Task:
Reproduce the stretch of the data below from the line containing "For every instance of the groom" through the end of the data, both ends included, with nothing changed.

Start of Extracted data

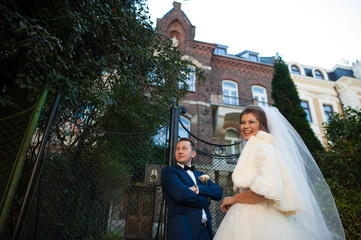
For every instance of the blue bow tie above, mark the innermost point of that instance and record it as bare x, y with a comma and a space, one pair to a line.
189, 168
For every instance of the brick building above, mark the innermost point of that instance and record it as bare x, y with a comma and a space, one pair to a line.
232, 81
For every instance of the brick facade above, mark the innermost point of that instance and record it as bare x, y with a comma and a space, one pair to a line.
210, 116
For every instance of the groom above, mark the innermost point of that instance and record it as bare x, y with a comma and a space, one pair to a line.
187, 197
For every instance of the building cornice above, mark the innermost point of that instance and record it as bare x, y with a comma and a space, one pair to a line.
312, 81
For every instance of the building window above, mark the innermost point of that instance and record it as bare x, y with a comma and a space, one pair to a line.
231, 137
163, 134
318, 74
187, 124
260, 94
295, 70
191, 80
328, 112
306, 108
221, 50
230, 93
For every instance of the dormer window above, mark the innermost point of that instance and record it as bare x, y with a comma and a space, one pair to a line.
253, 57
295, 70
319, 75
221, 50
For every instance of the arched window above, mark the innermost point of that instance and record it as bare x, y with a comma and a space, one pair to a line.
182, 132
295, 70
306, 108
191, 80
319, 75
230, 93
231, 137
260, 94
328, 110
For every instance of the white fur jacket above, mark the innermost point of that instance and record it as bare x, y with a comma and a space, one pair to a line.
260, 169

End of Extracted data

Solution to this problem:
For every instance of the groom above, mark the innermost point of that instance and record it as bare x, y with a comma and a space, one pair to a line.
187, 197
For every instance of the building cornice above, mark the innermost point of that instance and record it as bare x, y with a comma and a space, one pair to a line.
312, 81
For every instance of the building window above, mark the innermost point of that instance and record it as bare x, y with a comma and a space, one pair to a line.
231, 137
163, 134
318, 74
187, 124
260, 94
295, 70
191, 80
328, 112
306, 108
221, 50
230, 93
For every instance of the dormer window above, mark the innermost point of that instance and record it as bare x, y with a comma and a space, one pair to a line.
253, 57
295, 70
319, 75
221, 50
For every instance of the arched window above, mark the innermost point of that instance and record it as bare x, y with a comma and a space, one pair to a line.
182, 132
295, 70
306, 108
191, 80
319, 75
230, 93
231, 137
260, 94
328, 110
For every instance of the white fur jacket above, mark the innermost point of that instance and record it as bare x, y with a comma and a space, one pair to a line.
260, 169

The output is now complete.